» **What to work on**
1. According to the review of the book on language learning strategies, which method of determining strategy use does the essay on research methodology focus on particularly?
2. Write the next part of the review of the book on language learning strategies, beginning after its final sentence.

» **Provided text**
The rest of the book consists of other articles of varying degrees of interest, arranged before and after the central study described above. After an introduction and a chapter defining some terminology, there is an essay on research methodology for the field; this discusses advantages and disadvantages of several methods of determining which strategies are being used, and focuses particularly on self-report, the method used in the study described above. An article on strategy training follows; it reviews various methods of strategy training at considerable length, but is at times frustratingly short on specifics. For example, despite the fact that we are twice told that the choice of strategies in which learners should be trained depends on such factors as "their current and intended levels of proficiency, their experience with foreign language strategy use or with learning other languages, their learning style preferences and personality characteristics," etc. (p. 89), and despite the fact that there is a section explicitly entitled "Selecting the strategies," there is no systematic discussion as to what strategies, or types of strategies, would suit what types of learners (though admittedly there are one or two examples of strategies which "might" suit particular types of learners). The article sets out many questions that have to be considered, but provides little help in arriving at the answers.

After the central research study, we find a chapter headed "Strategies for choosing the language of thought." As Cohen points out, little work has been done in determining the advantages and disadvantages of deliberately choosing whether to think in the native language, the target language, or even some other language during learning or use of the target language. The chapter contains a certain amount of discussion of research on which language people do think in, based in part on published studies. The latter part of the chapter discusses the findings of a study of the language of thought of children in a Spanish immersion elementary school. There is quite a lot which is of interest in this chapter, but its relationship to the concept of strategies is at times tenuous (as the language of thought is certainly not always a deliberate [-3-] choice), and all the material in this chapter has been published previously in other forms.

"Strategy use in testing situations" begins with a section which considers strategies from a rather different angle. The article demonstrates how strategies used by learners in certain types of test (for example, multiple choice tests of reading comprehension) can undermine the validity of the tests, because in arriving at their answers, the testees do not use the skills which the tests are intended to sample. Thus, they may select a particular multiple choice answer on a "reading comprehension" test because words found in the question stem and in one particular answer option occur together in the same sentence in the text, or because only one of the answers suggested matches the stem grammatically, or on the basis of general knowledge. Such test-taking strategies will often result in a higher score being achieved than the students' actual ability to understand the text would merit. None of this will be news to researchers in the field of testing. The second part of the chapter reports on a study of "Strategies in producing oral speech acts" where the speech acts in question are produced as part of a language test. Here, appropriate production strategies are perceived as being helpful to the process of testing. Cohen argues finally that test-taking strategies should be taken into account both in designing and validating tests and in the process of preparing students to take the tests.

The book ends with a conclusion, which essentially repeats the main points from the various chapters.

» **Raw records**
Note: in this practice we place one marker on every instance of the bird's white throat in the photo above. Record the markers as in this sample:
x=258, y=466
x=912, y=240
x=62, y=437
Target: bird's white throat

» **Results by task**
1. It focuses particularly on self-report.

2.
The most immediately striking gap in the book is any chapter focussing on direct discussion of actual strategies and their use, rather than categories of strategies. Various taxonomies of strategies are referred to, in particularly Rebecca Oxford's Strategy Inventory for Language Learning (1990), but there is no systematic presentation here of lists of strategies, nor yet any systematic discussion of what individual strategies are thought to achieve. Anyone coming new to the subject would find it frustrating that one only gradually and incidentally discovers some examples of the strategies that students use, or of strategies which it is thought they might usefully be taught. Another gap which might be felt in the book, given that it takes as its subject strategies of all types (including strategies for passing examinations!), is a chapter focussing on the thorny issue of how closely strategies of the different types are related, and thus the extent to which it is appropriate to consider them all together as aspects of a single construct.

But is this a fair point for a reviewer to make? Why should such items be included, when perhaps Cohen has nothing new to say about them? Well, this book really does seem to be intended for a wide audience, including non-specialists in the field, and thus I feel [-4-] that it should ideally serve to some extent as a general survey of the topic. The introduction says that it is "primarily for teachers, administrators and researchers" (p. 1). The next sentence adds "teacher trainers" for good measure, and the discussion exercises at the end of each chapter might seem to suggest teacher trainees as members of the potential audience as well. The back cover blurb (for which, of course, Cohen is not responsible) adds that the book is "highly suitable for undergraduate and postgraduate students of applied linguistics and will be of interest to foreign language students." Quite a range of people, then, many of them not very familiar with the subject of strategy use, might think this book was for them. Cohen goes on to state: "The book is intended to bring together in one volume a series of different themes which . . . focus on second language learners and their strategies" (p. 1). To me, "bringing together" suggests linking separate elements to form a whole which has a certain sense of completeness, and which requires that one examine the central as well as more peripheral themes. Finally, I feel that such chapters would simply make for a better, more satisfying book for anyone who reads it through as a whole, rather than dipping into it as a series of separate articles.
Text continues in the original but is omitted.